▸ Article

########

Surely Al doesn’t believe that I’m going to sit around and listen
to
guitarist Wells Tower whine and moan for forty-five minutes because
I’m looking to forget the conditions of my own servitude. Does he?
Isn’t it the other way around?
Let me make this perfectly clear: Do they not realize that we encourage
them, by going to their shows and buying their records, at least
partly
because being in Hellbender seems to make it easier for them to
deal
with their problems?
Anyway. With the new album’s change in lyrical focus (from the more
general misanthropy of the band’s first two albums, to this new
heartbreaks-and-automobiles thing) comes a collateral change in
sound.
To put it bluntly, Hellbender now sound more than a little bit like
the former
Durham band Small [23].
Which is good news, I suppose, for all you die-hard Small fans out
there.
Given my choice of now-defunct local Alias Records signees, I’d
much
prefer a resurrected Picasso Trigger. But as I believe I mentioned
before,
nobody’s asking me (although I did hear a rumor about a new Kathy
Poindexter cowpunk band called Buck’s Deluxe, so perhaps there’s
some
hope after all).
While we’re on the subject of defunct local bands (and Kathy Poindexter),
I guess now would be a good time to make brief mention of the demise
of
Polvo, who played a fiery pair of final shows last weekend.
When I moved to town, 5 or 6 years ago, I had a fairly low tolerance
for
Polvo. Sure, I loved the "Vibracobra" single, but that was about
as far
as it went. When it came out, their epic Today’s Active Lifestyles
sounded
like one more obscure noise-and-mush-fest to my ears (and I said
so, in print,
I think). (Still does, sort of, though my tolerance for noise and
mush is
apparently a lot higher now.)
I don’t know whether it was a live show that finally changed my mind,
or just a couple of well-timed listenings to their next record,
Celebrate
the New Dark Age. Certainly Celebrate is light-years
more concise and
aggressive than their previous stuff. Most likely, my conversion
came
via slow immersion, thanks to a lot of my friends who refused to
believe
me when I said I didn’t like ‘em. And thank goodness.

########

▸ Set problem A
Answer these about the piece on Hellbender and Polvo:
(i) Which former Durham band does Hellbender now sound like?
(ii) Which Polvo single did the writer love after moving to town?
(iii) What is the rumored new Kathy Poindexter cowpunk band called?
▸ Set problem B
Return the passage of the piece on Hellbender and Polvo starting with "When I moved" and going on through "lot higher now.)", copied exactly.

▸ Dataset excerpts

########

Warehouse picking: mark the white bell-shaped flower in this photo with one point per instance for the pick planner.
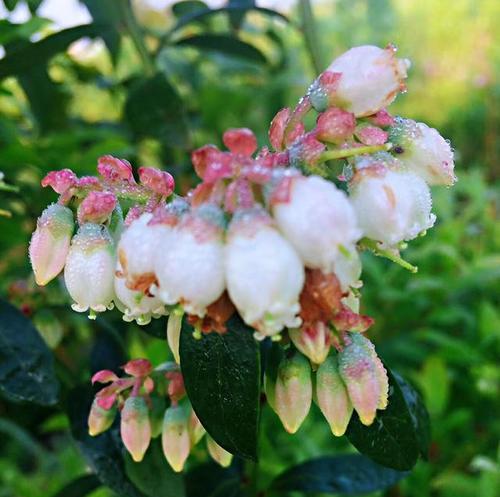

########

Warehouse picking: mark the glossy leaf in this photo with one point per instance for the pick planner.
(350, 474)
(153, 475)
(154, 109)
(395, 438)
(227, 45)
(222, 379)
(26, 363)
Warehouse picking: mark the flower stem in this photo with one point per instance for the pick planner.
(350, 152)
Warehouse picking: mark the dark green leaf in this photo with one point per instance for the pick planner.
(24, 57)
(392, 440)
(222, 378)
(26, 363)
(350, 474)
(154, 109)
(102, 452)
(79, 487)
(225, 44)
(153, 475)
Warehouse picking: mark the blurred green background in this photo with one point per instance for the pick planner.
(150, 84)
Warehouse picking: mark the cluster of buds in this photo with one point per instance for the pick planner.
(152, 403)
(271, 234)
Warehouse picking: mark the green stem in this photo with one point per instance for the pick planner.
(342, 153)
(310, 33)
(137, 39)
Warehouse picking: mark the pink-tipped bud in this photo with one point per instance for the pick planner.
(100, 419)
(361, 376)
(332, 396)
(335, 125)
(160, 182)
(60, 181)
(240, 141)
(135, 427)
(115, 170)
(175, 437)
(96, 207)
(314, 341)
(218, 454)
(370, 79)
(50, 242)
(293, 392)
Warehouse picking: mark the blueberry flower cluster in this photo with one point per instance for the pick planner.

########

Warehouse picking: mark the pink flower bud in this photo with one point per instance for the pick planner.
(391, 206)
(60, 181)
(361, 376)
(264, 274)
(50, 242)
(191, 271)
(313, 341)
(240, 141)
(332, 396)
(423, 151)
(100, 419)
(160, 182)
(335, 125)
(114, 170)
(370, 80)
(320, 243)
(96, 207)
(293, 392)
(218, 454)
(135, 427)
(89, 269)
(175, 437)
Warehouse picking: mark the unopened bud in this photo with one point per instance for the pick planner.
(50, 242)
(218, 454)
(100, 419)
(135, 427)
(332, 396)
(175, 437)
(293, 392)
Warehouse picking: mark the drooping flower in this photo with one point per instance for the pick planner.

########

▸ Task solution A
(i) Small
(ii) "Vibracobra"
(iii) Buck's Deluxe

▸ Task solution B
When I moved to town, 5 or 6 years ago, I had a fairly low tolerance
for
Polvo. Sure, I loved the "Vibracobra" single, but that was about
as far
as it went. When it came out, their epic Today’s Active Lifestyles
sounded
like one more obscure noise-and-mush-fest to my ears (and I said
so, in print,
I think). (Still does, sort of, though my tolerance for noise and
mush is
apparently a lot higher now.)